━━━━━ EXERCISE DATA ━━━━━

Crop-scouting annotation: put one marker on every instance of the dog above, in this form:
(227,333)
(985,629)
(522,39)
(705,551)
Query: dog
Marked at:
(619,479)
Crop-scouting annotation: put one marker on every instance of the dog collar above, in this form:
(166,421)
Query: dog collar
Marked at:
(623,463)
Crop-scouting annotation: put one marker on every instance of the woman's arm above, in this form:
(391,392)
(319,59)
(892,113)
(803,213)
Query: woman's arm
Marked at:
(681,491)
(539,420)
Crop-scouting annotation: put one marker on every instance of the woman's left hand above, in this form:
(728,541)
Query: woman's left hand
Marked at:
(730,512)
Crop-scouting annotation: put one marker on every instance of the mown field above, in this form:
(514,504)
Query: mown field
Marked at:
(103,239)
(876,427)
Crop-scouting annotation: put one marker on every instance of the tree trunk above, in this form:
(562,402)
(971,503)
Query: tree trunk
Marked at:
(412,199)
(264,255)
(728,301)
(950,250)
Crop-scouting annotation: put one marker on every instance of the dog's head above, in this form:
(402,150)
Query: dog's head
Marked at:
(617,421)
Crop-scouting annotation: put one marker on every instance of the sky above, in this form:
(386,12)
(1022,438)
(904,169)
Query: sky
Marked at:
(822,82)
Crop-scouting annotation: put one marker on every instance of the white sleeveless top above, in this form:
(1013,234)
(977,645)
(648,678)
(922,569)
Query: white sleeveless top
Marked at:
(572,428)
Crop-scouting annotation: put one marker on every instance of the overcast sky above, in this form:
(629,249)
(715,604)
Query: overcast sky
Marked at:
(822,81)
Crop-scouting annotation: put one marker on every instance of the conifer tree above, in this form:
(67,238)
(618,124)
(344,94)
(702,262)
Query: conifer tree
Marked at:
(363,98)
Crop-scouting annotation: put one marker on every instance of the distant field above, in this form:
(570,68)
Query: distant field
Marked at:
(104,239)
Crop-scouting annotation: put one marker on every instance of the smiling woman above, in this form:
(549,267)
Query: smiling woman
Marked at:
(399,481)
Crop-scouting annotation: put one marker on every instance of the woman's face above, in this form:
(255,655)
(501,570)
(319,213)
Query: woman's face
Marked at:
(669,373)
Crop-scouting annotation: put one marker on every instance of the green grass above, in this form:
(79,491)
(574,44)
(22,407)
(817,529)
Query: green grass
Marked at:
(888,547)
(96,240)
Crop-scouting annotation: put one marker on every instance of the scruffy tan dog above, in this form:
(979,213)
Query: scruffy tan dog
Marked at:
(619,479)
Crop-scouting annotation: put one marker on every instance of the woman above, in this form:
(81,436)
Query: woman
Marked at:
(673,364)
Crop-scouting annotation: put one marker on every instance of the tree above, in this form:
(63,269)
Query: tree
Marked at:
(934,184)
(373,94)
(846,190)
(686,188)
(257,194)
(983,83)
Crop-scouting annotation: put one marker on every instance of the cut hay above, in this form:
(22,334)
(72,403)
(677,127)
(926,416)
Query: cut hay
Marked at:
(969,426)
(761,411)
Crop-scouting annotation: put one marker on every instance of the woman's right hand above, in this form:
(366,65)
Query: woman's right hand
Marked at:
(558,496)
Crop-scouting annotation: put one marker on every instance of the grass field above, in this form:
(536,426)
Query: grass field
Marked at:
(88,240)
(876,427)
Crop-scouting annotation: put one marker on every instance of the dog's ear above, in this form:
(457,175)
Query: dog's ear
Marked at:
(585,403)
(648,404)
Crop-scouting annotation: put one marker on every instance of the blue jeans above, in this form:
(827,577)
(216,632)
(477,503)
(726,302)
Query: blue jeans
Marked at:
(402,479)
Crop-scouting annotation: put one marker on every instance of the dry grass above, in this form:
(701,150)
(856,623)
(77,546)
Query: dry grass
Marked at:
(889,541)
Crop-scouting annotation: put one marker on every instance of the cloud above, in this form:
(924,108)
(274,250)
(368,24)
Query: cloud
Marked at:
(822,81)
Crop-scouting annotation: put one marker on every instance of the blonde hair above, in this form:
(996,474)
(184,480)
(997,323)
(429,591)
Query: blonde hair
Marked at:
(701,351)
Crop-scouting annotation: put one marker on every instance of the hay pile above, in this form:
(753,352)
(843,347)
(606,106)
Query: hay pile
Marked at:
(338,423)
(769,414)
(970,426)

━━━━━

## TASK OBJECTIVE
Bring together each line above where the string "right" turns up.

## WRITTEN SOLUTION
Crop-scouting annotation: put one marker on every instance of the woman's right hand above, in this form:
Query: woman's right hand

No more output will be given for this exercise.